Goal – Count the lines in the data below that contain the string "foliage", treating uppercase and lowercase as different, and give only that number.

Entries from a data source:
-----
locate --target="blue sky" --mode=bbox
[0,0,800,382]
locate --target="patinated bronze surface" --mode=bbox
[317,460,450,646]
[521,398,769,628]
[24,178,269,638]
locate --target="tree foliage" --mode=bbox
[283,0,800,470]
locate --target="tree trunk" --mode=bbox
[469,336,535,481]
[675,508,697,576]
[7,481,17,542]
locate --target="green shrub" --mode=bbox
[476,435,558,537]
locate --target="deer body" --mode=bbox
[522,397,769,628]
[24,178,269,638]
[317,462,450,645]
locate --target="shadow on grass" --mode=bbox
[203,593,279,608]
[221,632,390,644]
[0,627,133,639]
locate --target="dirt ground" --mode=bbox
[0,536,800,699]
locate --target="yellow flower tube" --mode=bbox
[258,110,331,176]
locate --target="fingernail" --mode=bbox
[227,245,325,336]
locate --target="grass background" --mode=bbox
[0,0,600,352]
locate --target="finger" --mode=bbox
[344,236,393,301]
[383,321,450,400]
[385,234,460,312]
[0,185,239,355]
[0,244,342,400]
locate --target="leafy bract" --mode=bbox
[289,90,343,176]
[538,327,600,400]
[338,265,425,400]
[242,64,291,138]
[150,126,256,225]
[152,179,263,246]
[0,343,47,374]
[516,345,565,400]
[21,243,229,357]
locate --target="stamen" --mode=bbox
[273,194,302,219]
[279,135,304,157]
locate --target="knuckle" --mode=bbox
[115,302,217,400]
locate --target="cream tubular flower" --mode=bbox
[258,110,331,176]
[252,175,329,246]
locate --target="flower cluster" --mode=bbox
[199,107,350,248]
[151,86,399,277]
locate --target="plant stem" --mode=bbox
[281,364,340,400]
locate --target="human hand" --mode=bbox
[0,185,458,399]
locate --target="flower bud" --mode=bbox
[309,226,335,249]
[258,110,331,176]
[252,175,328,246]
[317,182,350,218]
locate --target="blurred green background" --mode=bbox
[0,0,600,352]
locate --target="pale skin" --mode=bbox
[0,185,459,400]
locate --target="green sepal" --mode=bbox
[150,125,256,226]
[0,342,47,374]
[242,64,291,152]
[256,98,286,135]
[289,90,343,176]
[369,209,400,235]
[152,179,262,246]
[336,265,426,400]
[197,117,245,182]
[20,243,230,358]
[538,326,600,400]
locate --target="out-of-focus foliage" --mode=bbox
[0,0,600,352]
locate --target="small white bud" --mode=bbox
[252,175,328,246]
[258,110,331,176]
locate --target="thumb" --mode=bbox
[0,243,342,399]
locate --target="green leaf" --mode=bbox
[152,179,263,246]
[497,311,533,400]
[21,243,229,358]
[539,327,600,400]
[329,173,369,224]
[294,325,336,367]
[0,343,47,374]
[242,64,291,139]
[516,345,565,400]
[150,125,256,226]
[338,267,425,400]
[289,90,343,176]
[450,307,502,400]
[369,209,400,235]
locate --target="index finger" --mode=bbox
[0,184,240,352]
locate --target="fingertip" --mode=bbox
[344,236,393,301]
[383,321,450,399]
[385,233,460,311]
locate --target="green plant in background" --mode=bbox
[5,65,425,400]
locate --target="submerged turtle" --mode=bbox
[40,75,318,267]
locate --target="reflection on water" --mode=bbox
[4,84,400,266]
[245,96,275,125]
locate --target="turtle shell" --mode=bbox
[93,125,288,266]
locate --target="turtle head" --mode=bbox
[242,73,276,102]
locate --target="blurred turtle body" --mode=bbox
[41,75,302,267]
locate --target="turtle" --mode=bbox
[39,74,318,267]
-----
Solution for this task – 2